◆ **Exercise**
Find every line in the items below that contains the string "stone", and copy each such line in full.

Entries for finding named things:
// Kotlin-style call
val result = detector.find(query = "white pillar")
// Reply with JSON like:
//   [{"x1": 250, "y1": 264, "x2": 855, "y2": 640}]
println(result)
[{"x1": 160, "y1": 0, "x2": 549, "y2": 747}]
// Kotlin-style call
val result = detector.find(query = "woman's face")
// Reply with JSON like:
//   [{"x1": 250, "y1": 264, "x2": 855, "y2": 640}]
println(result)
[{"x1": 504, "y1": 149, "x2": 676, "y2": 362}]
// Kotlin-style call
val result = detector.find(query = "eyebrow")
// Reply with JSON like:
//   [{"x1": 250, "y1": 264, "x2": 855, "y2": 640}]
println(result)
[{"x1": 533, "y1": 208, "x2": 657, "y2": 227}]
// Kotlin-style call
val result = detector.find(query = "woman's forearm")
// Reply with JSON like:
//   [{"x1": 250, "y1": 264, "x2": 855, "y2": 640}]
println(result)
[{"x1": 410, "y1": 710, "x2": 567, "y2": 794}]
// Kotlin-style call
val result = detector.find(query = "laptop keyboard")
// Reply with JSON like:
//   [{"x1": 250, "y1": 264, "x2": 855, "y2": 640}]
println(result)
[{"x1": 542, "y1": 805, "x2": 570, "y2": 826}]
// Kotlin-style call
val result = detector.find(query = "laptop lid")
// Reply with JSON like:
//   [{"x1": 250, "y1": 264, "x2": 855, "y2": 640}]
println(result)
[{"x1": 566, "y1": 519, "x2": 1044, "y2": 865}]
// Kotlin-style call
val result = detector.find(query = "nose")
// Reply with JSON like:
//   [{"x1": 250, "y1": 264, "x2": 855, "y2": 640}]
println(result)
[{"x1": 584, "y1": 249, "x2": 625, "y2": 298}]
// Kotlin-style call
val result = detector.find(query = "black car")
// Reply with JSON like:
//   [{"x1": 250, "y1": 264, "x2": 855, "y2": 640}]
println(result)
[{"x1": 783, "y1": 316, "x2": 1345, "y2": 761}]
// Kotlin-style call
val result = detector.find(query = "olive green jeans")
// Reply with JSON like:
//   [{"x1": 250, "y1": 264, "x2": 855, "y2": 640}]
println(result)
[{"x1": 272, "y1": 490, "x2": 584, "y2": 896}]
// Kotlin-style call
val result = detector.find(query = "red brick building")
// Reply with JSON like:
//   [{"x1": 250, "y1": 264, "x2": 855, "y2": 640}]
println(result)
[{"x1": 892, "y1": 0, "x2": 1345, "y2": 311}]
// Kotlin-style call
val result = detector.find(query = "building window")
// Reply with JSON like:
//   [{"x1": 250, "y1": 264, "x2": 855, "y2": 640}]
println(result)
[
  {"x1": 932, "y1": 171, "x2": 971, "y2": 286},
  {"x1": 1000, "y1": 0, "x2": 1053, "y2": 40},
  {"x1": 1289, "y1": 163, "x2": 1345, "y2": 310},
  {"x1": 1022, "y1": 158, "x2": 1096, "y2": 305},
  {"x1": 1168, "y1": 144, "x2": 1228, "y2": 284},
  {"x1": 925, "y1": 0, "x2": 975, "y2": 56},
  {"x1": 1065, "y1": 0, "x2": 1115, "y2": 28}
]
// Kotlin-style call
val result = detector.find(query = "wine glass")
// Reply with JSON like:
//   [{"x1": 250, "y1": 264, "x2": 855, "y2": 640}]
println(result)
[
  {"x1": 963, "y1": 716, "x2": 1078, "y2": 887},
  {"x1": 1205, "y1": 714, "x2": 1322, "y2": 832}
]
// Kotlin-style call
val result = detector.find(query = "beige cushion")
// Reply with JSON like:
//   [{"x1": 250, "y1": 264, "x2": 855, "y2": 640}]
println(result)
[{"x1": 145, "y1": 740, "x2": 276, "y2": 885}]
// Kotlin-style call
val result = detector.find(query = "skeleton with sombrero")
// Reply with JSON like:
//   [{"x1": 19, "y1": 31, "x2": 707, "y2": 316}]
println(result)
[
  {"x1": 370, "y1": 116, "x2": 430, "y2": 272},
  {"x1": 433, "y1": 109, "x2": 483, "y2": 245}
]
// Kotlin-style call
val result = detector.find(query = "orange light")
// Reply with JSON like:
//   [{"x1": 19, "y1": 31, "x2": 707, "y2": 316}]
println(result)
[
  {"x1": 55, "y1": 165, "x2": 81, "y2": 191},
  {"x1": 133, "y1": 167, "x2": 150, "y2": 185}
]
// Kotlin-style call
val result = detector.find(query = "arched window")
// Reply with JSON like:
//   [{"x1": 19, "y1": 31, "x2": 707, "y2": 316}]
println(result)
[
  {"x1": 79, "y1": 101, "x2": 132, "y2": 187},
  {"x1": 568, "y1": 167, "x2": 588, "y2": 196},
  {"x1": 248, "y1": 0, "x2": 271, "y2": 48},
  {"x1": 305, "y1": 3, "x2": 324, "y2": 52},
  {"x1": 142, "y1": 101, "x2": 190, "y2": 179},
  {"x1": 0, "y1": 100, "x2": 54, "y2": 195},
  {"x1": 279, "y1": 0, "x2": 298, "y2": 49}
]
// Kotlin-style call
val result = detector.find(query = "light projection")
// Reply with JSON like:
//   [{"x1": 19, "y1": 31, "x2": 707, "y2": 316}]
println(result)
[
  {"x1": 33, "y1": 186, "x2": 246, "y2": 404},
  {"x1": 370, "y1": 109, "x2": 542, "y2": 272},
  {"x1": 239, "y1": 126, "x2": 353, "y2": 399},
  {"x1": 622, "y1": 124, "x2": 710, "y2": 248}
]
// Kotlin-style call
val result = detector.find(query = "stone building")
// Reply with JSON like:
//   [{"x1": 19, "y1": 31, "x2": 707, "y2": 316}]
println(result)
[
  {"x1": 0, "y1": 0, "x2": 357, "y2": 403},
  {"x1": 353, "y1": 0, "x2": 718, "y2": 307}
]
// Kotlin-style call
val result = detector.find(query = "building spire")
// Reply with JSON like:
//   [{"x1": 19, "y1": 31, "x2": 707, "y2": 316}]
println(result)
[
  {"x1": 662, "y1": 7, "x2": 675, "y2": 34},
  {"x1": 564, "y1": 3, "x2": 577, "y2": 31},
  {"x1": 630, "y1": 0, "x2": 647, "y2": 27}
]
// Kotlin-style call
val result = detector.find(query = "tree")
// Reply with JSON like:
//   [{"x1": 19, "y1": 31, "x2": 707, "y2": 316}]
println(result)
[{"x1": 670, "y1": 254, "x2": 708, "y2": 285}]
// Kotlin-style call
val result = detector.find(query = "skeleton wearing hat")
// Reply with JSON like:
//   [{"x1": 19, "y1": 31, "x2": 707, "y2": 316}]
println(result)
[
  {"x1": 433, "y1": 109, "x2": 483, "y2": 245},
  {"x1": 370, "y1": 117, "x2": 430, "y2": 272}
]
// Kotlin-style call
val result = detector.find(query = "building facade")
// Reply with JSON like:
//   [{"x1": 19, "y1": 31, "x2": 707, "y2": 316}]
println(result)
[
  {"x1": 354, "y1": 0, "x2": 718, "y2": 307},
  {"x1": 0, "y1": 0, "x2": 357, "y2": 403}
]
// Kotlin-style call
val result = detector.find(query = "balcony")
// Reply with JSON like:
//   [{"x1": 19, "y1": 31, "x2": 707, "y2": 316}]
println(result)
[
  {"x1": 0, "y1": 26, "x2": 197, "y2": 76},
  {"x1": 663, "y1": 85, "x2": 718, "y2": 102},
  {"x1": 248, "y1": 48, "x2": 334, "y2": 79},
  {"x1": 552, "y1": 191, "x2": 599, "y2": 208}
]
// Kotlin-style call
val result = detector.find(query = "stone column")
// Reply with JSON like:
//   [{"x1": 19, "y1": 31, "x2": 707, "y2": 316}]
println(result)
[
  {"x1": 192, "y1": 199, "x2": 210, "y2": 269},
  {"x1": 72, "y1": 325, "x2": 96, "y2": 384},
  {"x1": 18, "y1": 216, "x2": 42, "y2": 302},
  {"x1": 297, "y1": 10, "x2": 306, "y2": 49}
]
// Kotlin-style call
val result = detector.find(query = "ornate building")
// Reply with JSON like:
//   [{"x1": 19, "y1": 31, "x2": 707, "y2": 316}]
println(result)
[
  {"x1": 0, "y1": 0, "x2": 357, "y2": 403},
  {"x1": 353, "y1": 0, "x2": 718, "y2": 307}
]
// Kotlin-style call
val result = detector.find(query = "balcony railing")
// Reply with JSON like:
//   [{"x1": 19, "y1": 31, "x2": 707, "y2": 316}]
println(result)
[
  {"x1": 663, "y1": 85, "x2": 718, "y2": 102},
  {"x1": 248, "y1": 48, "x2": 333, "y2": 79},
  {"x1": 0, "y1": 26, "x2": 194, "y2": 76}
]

◆ **Full solution**
val result = detector.find(query = "stone building")
val result = detector.find(query = "stone column")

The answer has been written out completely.